> COMPLETE THE FOLLOWING
[1] According to the piece on soccer player Rick Davis, how tall is he and how much does he weigh?
[2] Extend the piece on soccer player Rick Davis past its final sentence with a few more paragraphs in the same voice.

> DOCUMENT PASSAGE
####################
Apart from the fact he’s not driving a gold-colored Corniche, you’d never be able to tell Rick Davis was a football player. Soccer players don’t run to Brobdingnagian dimensions. Nobody is called “Hoss,” or “Bubba,” or “The Refrigerator.” Even the great Pele would have been able to make the welterweight limit.

Rick Davis is 5-foot-7, 155 pounds. The Raiders would use him at cornerback. But they might not want him. He has no police record, he’s never busted up a bar, assaulted a motorist or even been caught speeding. But he’s tough. You have to be to play soccer. There’s no padding, no substitution (to speak of, you’re allowed two a game, even if the starter gets killed). The game is 90 minutes long and is played on a field just smaller than Rhode Island which means you can be in for a 10-mile run in an afternoon.

Play is continuous. There are no TV timeouts. Although there are supposed to be no more than 11 men on a side, the ranks are sometimes swelled by 10,000 for one team as the United States found out when it played El Salvador two years ago. The spectators got in the act, even throwing Molotov cocktails at the Amis. It was nothing personal, the Salvadoreans did it to their compadres, the Honduras team, too, to the point the game had to be suspended with four minutes to play and the National Guard called in. This has resulted in a temporary postponement of the El Salvador-USA World Cup qualifying match.
####################
Location identification items
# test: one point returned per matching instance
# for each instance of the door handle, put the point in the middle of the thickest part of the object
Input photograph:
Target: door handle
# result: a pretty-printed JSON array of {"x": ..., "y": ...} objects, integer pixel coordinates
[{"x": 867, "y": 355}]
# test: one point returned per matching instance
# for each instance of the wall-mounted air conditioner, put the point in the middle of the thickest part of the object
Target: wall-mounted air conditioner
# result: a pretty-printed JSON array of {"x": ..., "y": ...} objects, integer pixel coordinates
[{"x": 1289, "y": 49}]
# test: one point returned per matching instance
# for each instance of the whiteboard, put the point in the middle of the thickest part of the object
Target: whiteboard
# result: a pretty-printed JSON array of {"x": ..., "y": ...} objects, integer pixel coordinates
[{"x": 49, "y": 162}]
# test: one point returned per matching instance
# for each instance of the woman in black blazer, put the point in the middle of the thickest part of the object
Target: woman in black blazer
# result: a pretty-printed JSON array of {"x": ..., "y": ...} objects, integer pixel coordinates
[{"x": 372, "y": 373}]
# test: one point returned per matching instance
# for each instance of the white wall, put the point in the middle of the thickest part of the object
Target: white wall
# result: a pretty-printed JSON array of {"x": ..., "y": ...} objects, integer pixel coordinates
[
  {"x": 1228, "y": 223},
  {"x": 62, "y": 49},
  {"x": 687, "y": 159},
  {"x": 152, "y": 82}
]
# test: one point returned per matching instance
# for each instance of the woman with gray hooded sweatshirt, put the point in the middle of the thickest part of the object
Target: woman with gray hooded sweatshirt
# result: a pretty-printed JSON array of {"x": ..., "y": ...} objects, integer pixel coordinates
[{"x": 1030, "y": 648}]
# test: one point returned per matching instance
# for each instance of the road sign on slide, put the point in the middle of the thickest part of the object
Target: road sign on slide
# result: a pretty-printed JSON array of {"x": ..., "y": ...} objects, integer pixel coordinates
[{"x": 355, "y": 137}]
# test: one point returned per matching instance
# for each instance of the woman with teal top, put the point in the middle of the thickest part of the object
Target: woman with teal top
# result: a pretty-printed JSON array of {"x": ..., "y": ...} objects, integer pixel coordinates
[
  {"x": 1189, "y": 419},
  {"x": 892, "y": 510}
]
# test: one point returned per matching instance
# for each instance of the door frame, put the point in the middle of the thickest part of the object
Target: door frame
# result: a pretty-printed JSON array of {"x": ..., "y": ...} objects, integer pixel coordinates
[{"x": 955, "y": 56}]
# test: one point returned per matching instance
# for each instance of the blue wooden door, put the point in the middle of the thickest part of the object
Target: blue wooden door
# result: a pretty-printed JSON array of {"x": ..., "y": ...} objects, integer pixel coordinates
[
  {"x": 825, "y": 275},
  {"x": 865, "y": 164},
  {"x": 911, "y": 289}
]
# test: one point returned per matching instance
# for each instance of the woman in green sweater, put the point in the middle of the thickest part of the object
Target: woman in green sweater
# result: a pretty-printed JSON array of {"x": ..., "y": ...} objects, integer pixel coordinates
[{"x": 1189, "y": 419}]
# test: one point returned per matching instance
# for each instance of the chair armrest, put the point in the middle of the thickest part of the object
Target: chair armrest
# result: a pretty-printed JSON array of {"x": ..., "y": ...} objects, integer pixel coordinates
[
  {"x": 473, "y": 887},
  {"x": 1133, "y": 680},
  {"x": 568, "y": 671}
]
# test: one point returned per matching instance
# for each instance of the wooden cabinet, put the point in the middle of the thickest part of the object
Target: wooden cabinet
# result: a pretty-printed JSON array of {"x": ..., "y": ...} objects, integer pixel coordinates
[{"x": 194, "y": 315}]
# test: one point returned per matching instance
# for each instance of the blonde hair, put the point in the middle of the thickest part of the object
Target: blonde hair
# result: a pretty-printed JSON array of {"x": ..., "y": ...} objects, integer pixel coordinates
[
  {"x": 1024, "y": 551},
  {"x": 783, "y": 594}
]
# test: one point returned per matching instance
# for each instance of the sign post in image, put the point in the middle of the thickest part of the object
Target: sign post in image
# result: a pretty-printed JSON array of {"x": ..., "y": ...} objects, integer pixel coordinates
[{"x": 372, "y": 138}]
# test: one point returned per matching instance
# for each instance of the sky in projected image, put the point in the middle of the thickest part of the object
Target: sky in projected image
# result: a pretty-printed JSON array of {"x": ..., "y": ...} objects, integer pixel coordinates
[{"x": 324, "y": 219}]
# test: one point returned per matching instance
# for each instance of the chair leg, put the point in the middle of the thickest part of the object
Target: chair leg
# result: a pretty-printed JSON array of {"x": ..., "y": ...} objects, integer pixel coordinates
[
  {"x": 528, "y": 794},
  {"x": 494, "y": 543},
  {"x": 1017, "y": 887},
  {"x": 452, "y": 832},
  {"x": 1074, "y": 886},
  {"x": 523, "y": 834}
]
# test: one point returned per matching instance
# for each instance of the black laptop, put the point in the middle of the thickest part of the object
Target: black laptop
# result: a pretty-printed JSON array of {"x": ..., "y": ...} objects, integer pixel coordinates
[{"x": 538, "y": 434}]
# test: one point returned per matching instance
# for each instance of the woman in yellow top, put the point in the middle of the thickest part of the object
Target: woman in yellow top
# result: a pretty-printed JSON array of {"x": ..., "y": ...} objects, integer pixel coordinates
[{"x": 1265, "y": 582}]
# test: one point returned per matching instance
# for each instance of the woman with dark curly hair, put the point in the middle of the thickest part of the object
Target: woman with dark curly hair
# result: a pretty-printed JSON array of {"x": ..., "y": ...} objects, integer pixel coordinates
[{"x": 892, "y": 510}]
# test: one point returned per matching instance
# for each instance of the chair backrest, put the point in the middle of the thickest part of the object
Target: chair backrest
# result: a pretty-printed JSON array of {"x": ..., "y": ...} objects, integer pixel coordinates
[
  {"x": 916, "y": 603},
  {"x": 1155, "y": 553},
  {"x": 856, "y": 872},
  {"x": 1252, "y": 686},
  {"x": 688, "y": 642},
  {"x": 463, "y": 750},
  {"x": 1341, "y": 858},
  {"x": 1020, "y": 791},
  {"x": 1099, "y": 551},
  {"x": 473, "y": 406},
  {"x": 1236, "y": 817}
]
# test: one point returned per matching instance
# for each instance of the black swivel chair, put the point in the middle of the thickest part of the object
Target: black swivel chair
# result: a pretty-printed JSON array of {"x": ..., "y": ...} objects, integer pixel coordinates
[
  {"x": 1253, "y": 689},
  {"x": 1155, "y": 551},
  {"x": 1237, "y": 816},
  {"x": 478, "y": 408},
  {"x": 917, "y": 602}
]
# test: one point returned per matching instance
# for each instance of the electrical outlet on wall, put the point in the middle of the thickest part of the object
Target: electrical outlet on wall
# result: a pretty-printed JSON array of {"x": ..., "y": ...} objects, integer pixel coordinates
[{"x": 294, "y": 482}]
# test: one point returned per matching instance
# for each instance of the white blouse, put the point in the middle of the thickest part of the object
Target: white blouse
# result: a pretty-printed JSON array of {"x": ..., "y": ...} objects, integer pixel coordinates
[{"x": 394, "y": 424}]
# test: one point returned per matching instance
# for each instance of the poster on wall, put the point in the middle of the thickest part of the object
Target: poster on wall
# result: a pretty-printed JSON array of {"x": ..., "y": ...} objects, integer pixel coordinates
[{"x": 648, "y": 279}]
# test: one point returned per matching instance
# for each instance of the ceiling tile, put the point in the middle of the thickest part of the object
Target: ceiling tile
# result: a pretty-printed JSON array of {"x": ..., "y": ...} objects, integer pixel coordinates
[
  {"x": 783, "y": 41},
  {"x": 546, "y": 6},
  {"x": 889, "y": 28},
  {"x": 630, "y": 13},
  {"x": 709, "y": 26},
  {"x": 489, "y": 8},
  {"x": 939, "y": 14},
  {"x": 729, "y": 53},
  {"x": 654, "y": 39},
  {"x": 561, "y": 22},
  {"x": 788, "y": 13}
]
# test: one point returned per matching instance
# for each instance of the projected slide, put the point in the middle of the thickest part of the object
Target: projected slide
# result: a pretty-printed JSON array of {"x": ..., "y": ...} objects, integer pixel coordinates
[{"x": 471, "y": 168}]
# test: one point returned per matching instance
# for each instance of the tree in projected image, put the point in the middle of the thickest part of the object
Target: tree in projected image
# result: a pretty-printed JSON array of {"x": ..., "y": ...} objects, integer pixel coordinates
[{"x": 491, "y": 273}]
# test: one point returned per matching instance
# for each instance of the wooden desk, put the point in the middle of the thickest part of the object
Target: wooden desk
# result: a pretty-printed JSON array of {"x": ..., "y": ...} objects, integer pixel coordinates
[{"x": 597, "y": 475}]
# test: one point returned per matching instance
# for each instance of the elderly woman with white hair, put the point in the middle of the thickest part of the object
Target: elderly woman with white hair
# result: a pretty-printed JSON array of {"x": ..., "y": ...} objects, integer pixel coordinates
####################
> ANSWERS PROVIDED
[1] He is 5-foot-7 and weighs 155 pounds.

[2]
Rick Davis, who has played for the New York Cosmos and the indoor soccer league (St. Louis Steamers, Tacoma Stars) thinks Americans could become a World Cup power. There are thousands of Peles in this country, he believes. The trouble is, most of them have a basketball or a bat in their hands or are wearing a T-shirt that says “Property of USC Football.”

On Aug. 10 and 13 in the Marlboro Cup at the L.A. Coliseum, the American national team will get some gauge on how far it has to go when it meets the powerhouse Juventus Club from Italy. Juventus is sort of the Chicago Bears of European football. Six of its players were on Italy’s victorious 1982 World Cup team. The winner of USA-Juventus on the 10th will play the winner of Mexico-South Korea in the final on the 13th.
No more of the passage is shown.